→ RECORDS SHOWN:
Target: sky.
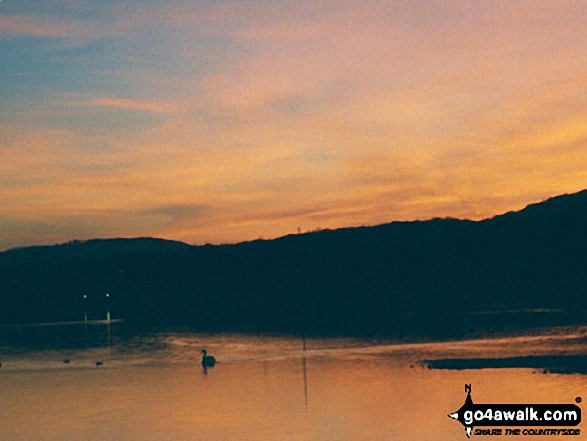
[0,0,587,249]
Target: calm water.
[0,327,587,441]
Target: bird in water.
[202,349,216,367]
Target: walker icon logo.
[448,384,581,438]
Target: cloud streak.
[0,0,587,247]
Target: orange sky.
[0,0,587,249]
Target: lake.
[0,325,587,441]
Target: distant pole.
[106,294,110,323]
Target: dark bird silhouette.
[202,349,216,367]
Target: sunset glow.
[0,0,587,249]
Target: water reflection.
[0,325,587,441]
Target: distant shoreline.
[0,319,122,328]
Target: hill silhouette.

→ AIM:
Rewrite all the rows above, substituting "duck" for every occurrence of "bird" and leaving everything else unchanged. Omit the pictures from your answer.

→ EXERCISE RESPONSE:
Target: sky.
[0,0,587,249]
Target: calm water.
[0,327,587,441]
Target: duck in water.
[202,349,216,367]
Target: walker icon logo.
[448,384,581,438]
Target: cloud streak.
[0,0,587,247]
Target: orange sky.
[0,0,587,249]
Target: lake.
[0,325,587,441]
Target: distant pole.
[106,294,110,323]
Target: dark duck silhouette.
[202,349,216,367]
Target: sunset glow.
[0,0,587,249]
Target: water reflection.
[0,325,587,441]
Target: distant shoreline.
[0,319,122,328]
Target: hill silhouette.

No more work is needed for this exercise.